Stored data entries:
[Start of section]

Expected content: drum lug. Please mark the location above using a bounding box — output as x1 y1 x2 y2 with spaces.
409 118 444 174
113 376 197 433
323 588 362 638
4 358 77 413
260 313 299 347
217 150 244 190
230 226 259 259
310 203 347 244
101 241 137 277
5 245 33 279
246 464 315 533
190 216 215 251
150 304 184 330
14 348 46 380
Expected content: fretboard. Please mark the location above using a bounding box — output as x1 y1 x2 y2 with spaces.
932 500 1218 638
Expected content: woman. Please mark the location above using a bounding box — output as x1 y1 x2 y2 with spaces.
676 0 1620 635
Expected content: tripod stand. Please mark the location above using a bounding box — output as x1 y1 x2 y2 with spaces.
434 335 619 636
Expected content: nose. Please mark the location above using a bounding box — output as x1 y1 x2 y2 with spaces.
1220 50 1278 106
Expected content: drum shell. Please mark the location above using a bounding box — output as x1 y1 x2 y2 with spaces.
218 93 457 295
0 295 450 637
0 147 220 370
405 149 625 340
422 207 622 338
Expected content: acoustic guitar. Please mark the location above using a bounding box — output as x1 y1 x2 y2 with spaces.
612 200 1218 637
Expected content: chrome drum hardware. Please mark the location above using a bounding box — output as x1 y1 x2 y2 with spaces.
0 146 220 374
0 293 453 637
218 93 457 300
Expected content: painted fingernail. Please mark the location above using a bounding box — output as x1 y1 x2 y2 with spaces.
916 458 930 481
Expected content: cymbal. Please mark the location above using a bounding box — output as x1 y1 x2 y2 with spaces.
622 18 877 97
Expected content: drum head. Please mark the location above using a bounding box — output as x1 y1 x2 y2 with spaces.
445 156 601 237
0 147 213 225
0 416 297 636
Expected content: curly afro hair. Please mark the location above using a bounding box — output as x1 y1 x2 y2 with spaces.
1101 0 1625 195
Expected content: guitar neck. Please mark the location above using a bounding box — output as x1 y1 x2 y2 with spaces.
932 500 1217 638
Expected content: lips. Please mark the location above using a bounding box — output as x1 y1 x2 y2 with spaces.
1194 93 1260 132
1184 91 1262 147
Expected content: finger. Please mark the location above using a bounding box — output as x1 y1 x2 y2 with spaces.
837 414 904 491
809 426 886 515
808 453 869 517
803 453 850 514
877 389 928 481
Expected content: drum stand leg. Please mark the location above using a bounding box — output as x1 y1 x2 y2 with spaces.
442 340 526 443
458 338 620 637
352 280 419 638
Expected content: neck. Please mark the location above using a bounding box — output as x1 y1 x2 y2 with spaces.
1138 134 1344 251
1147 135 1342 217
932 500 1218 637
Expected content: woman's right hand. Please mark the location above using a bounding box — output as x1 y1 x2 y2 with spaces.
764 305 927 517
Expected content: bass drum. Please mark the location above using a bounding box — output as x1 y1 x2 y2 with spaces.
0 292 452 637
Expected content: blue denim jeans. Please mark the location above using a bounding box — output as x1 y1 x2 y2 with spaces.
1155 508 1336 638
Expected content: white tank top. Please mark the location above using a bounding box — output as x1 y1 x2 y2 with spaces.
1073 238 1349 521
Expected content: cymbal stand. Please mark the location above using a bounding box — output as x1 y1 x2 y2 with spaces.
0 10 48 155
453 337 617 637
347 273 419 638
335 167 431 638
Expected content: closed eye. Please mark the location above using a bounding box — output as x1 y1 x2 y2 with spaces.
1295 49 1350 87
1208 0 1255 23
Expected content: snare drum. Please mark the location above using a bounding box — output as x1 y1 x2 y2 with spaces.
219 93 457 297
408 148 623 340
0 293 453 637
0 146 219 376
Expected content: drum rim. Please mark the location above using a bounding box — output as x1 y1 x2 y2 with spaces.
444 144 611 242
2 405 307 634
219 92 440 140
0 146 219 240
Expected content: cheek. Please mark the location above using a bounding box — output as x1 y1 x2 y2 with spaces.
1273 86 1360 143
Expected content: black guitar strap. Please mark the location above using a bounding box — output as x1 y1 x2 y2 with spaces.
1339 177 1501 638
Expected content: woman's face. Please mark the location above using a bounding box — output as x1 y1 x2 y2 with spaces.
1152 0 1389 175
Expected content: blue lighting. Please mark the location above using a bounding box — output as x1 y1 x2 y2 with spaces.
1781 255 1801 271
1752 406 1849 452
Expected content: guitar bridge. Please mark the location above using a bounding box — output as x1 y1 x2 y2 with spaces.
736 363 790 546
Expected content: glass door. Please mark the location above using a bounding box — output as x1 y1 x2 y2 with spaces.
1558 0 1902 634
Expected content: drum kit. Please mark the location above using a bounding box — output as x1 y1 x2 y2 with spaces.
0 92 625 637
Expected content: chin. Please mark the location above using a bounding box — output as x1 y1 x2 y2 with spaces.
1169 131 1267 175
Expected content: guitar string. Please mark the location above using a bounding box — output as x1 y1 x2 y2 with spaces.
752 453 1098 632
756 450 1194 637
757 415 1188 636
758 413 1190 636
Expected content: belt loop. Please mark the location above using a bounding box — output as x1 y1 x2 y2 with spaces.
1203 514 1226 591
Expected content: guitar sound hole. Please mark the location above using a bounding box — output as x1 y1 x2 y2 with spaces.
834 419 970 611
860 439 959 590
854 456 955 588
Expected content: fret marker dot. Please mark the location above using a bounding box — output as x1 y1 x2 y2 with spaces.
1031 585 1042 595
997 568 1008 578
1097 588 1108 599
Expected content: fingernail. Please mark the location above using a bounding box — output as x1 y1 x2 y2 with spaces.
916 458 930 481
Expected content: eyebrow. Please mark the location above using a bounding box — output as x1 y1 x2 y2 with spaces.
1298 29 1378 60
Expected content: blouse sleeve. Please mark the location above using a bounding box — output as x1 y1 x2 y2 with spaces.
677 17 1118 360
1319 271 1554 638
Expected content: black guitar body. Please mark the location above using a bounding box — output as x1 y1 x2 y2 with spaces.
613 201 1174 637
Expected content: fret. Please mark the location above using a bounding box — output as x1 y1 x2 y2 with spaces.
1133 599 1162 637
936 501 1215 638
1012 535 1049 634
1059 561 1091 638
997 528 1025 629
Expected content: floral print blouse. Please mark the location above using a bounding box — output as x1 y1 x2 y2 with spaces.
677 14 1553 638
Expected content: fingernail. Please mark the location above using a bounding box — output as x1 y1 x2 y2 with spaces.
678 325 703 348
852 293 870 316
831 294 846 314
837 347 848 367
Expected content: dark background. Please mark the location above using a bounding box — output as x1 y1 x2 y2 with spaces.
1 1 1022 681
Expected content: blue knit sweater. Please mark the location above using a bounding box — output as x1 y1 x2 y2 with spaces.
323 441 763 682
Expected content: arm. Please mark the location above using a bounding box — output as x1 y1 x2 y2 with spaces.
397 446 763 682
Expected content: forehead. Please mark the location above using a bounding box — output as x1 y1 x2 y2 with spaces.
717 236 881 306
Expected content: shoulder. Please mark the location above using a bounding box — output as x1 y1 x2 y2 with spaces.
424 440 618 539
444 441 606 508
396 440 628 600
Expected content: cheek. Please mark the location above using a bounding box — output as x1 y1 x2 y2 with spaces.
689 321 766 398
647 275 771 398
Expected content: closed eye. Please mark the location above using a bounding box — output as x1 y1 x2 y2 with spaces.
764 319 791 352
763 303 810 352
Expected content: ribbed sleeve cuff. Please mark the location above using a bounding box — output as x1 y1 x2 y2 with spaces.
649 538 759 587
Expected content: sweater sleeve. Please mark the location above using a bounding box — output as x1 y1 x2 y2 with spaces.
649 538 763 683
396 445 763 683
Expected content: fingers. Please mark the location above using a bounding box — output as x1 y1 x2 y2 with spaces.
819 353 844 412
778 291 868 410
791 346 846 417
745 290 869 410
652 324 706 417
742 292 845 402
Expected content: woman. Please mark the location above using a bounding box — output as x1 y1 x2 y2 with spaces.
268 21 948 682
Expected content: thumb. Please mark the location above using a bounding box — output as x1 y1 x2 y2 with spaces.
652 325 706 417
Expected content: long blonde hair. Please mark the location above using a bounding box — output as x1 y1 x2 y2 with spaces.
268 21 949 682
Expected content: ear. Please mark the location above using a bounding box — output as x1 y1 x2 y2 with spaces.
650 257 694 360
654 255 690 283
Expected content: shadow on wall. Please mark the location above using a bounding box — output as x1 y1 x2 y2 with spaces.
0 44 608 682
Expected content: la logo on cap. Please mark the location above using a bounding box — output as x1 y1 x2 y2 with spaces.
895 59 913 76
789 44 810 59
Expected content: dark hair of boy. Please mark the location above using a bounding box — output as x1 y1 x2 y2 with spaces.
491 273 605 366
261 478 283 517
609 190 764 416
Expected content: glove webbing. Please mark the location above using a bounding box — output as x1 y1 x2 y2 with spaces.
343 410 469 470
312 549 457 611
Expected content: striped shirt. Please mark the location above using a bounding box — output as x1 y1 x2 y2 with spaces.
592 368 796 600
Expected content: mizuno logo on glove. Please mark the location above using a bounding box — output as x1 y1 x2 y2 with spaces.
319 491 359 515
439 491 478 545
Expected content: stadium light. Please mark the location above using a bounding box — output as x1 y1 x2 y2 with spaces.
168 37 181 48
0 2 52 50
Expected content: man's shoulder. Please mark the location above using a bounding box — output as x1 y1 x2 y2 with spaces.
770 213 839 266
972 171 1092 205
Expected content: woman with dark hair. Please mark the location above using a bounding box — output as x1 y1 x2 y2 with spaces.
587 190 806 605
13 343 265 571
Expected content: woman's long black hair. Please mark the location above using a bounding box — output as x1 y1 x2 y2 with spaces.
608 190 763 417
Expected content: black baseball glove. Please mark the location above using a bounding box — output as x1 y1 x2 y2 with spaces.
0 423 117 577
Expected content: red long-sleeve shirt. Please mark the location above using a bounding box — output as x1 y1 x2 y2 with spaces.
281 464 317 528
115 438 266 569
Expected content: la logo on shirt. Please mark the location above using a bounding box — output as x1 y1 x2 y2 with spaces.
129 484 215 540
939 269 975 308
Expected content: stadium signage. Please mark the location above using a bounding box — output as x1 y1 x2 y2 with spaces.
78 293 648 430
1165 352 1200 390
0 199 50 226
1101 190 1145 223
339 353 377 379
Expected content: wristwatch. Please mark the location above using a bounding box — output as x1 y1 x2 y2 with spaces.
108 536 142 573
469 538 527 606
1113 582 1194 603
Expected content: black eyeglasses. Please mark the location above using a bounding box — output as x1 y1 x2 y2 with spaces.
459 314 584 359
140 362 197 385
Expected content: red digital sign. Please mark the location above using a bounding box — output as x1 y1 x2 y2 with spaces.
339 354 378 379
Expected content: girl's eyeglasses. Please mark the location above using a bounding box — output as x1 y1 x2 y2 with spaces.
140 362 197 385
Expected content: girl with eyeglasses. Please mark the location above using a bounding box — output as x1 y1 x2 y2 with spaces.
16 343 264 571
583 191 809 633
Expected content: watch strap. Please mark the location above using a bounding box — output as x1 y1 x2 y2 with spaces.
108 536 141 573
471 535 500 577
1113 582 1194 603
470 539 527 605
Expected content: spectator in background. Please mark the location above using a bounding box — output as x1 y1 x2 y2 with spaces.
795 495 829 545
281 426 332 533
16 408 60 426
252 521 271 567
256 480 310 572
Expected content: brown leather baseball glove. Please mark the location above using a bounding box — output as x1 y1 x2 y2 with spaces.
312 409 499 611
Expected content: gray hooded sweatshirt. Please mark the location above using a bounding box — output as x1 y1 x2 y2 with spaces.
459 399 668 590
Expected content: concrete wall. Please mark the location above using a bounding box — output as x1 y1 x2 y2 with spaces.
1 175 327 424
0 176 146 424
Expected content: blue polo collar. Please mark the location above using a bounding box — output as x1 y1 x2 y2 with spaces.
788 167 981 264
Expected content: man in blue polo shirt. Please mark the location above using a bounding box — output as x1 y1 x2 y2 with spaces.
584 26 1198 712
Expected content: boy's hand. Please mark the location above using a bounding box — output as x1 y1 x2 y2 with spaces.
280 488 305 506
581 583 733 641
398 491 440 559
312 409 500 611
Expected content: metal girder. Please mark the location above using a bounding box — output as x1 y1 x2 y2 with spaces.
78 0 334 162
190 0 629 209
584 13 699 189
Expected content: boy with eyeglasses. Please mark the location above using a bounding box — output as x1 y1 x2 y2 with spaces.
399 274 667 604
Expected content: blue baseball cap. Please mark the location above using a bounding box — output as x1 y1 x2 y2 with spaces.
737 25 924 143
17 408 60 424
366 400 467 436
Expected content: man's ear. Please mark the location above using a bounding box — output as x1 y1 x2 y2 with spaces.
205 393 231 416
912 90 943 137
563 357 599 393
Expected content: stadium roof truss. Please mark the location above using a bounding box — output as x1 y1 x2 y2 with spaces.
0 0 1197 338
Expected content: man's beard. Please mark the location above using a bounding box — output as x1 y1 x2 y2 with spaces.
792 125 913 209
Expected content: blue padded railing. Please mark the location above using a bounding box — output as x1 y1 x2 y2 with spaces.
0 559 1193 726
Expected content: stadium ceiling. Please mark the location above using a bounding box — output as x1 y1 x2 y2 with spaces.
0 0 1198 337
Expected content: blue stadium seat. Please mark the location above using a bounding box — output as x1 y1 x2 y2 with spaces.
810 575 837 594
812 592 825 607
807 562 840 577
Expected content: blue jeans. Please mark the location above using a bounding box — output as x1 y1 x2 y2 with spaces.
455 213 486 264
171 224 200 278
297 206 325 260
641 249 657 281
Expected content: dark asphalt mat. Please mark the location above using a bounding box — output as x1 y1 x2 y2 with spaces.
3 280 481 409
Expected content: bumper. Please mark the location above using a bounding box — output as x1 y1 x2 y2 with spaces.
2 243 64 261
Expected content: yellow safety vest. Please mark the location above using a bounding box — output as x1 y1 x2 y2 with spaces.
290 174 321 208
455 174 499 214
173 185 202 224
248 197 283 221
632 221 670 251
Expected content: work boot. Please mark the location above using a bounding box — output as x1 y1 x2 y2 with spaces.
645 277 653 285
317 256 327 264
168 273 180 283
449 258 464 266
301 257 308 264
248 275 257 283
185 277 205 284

[End of section]

=== What to produce ===
Would you copy exactly the lines from the one that contains "Expected content: blue padded" through the final line of the records above, including both?

=== The completed task ===
Expected content: blue padded railing. Please mark the location above using a bounding box — output as x1 y1 x2 y2 with spaces.
0 559 1193 726
Expected content: stadium ceiling. Please mark the location above using a bounding box — output as x1 y1 x2 y2 with spaces.
0 0 1198 337
Expected content: blue stadium seat. Please mark the location above using a bounding box — output as x1 y1 x2 y2 with spaces.
810 575 837 594
812 592 825 607
807 562 840 577
Expected content: blue jeans. Please mark the location above using a bounding box — output as x1 y1 x2 y2 with spaces.
455 213 486 264
171 224 200 278
297 206 325 260
641 249 657 281
Expected content: dark asphalt mat. Please mark the location above using a bounding box — output as x1 y1 x2 y2 with spaces.
3 280 481 409
Expected content: bumper. Please mark the location above using a bounding box — output as x1 y1 x2 y2 with spaces.
2 243 64 261
Expected content: yellow safety vest. Please mark the location above using a bounding box — output as x1 y1 x2 y2 with spaces.
290 174 321 208
455 174 499 214
173 185 202 224
248 197 283 221
632 221 670 251
Expected content: work boot. Please mark the location above using a bounding box — output as x1 y1 x2 y2 with spaces.
645 277 653 285
317 256 327 264
168 273 180 283
449 258 464 266
301 257 308 264
248 275 257 283
185 277 205 284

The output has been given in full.